### Short exercise a
Pick out and copy every line of the records below that contains the string "dark".

start Source passage

APTA President and Chief Executive Officer Paul Skoutelas issued a statement last week after a White House representative outlined a plan at the U.S. Conference of Mayors that called for cutting existing funding for public transit infrastructure to pay for a national infrastructure program.

"This is not only disappointing, it is short-sighted and counterproductive," said Skoutelas, adding that the proposed reductions would harm the U.S. economy and communities of all sizes.

"As it stands now, America is severely under-investing in public transportation," he said. "The American Society of Civil Engineers rates public transit infrastructure a D minus, which is the lowest of any category in their surface transportation report card. These proposed cuts would make the industry's existing $90 billion of state-of-good-repair gap even worse."

Skoutelas noted that Congress rejected the Trump administration's proposed reductions in the 2018 budget, which included cuts to the Federal Transit Administration, Capital Investment Grants, the Transportation Investment Generating Economic Recovery program and Amtrak.

Congress also supported all those programs when it passed the Fixing America's Surface Transportation (FAST) Act, which authorized federal funding of surface transportation through fiscal-year 2020, Skoutelas noted.

"We call on the administration and Congress to identify serious, new and sustainable funding to strengthen and grow our transportation infrastructure – not cut it," he said.

President Trump is expected to include remarks on his long-awaited infrastructure proposal during tomorrow's State of the Union address.

end Source passage
start Data for processing

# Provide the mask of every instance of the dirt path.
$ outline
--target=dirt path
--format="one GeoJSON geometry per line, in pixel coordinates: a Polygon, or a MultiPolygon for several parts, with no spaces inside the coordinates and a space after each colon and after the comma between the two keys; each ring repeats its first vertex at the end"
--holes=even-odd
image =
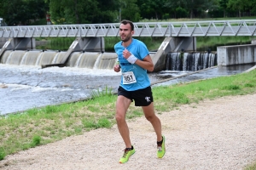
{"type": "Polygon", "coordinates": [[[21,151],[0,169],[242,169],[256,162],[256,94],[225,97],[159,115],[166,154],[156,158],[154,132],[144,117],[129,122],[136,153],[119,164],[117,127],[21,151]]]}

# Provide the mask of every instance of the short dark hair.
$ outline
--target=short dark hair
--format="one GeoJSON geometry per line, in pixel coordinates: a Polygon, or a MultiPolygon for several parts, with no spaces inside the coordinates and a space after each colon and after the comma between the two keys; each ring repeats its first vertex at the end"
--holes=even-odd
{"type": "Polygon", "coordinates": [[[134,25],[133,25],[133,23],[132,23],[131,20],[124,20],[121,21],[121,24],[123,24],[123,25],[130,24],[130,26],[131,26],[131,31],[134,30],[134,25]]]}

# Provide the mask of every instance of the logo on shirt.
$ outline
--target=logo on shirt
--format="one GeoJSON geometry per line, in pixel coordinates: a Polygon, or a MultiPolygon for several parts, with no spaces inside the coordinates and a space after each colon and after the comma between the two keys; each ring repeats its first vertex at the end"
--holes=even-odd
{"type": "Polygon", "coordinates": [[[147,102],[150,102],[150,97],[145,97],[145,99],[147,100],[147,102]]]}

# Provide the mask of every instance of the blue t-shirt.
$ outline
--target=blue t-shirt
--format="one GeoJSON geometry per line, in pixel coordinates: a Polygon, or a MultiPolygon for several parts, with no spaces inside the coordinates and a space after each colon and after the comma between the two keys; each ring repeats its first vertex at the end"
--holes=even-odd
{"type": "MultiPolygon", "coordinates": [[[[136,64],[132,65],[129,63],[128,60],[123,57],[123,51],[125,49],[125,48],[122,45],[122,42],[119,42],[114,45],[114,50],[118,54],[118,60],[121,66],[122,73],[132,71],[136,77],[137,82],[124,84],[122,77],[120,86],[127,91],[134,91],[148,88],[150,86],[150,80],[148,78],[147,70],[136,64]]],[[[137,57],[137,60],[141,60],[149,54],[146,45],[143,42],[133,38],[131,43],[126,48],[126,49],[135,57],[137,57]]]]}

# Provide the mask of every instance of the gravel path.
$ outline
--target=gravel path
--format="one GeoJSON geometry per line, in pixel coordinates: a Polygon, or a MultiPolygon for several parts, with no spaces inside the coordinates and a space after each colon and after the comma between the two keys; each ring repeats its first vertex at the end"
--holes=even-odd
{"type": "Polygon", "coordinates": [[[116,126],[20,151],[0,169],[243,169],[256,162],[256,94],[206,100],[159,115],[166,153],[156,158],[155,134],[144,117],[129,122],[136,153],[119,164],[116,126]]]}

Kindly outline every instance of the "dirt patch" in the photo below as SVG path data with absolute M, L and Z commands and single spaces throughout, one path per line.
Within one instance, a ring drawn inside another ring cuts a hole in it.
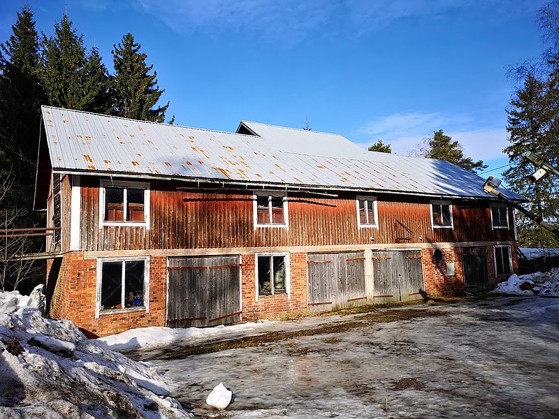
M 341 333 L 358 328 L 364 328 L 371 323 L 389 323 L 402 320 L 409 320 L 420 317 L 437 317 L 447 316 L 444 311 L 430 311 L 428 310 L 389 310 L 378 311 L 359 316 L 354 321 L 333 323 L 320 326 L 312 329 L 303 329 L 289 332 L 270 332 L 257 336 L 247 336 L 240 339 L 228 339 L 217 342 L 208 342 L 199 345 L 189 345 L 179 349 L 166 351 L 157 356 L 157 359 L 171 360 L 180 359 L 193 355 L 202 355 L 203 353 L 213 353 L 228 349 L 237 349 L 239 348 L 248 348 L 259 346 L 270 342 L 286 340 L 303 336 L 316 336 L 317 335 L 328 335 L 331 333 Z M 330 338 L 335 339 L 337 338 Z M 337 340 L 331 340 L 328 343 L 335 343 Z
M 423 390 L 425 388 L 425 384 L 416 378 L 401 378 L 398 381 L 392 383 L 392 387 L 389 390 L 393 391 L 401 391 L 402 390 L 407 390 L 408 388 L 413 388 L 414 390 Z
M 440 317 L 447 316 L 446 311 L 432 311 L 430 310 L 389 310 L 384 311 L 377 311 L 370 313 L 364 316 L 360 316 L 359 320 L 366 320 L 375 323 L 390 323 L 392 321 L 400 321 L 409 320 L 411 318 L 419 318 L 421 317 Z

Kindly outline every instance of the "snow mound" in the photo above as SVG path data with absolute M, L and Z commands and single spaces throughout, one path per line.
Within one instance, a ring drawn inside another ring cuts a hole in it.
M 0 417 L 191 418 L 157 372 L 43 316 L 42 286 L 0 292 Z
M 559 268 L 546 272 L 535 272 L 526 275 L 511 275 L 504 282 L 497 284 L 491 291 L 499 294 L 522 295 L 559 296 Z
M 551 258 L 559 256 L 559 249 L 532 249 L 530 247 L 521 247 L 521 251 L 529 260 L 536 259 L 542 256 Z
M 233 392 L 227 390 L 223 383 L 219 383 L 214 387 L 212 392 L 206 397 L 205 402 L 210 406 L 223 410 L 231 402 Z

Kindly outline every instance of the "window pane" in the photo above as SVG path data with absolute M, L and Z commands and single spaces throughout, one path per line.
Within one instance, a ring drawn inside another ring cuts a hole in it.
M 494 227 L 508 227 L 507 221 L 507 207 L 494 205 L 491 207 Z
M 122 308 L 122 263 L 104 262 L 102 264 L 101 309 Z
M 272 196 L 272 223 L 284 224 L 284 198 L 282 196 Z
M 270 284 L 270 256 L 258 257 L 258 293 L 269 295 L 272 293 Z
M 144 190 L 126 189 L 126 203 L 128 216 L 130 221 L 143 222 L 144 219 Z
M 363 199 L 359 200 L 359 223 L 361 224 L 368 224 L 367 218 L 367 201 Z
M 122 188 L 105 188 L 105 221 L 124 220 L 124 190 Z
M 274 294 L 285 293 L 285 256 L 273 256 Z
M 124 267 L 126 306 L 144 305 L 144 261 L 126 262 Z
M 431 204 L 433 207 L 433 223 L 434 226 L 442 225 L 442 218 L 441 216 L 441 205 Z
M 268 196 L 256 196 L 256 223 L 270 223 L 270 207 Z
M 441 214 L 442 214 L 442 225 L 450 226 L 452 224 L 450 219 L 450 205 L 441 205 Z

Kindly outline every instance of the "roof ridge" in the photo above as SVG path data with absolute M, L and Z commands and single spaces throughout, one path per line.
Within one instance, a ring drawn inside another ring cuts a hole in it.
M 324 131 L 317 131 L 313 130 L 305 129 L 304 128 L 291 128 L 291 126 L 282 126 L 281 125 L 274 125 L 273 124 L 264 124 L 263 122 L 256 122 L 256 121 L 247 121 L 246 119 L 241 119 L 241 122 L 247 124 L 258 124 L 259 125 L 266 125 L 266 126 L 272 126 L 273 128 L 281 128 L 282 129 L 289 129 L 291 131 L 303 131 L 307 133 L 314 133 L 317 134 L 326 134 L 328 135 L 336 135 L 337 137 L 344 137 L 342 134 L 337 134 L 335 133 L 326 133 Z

end Data for processing

### Short exercise b
Rewrite the passage on transit funding from "Congress also supported" through "the Union address.", changing "infrastructure proposal" to "infrastructure plan".

### Solution a
# Provide the mask of every instance of the short dark hair.
--target=short dark hair

### Solution b
Congress also supported all those programs when it passed the Fixing America's Surface Transportation (FAST) Act, which authorized federal funding of surface transportation through fiscal-year 2020, Skoutelas noted.

"We call on the administration and Congress to identify serious, new and sustainable funding to strengthen and grow our transportation infrastructure – not cut it," he said.

President Trump is expected to include remarks on his long-awaited infrastructure plan during tomorrow's State of the Union address.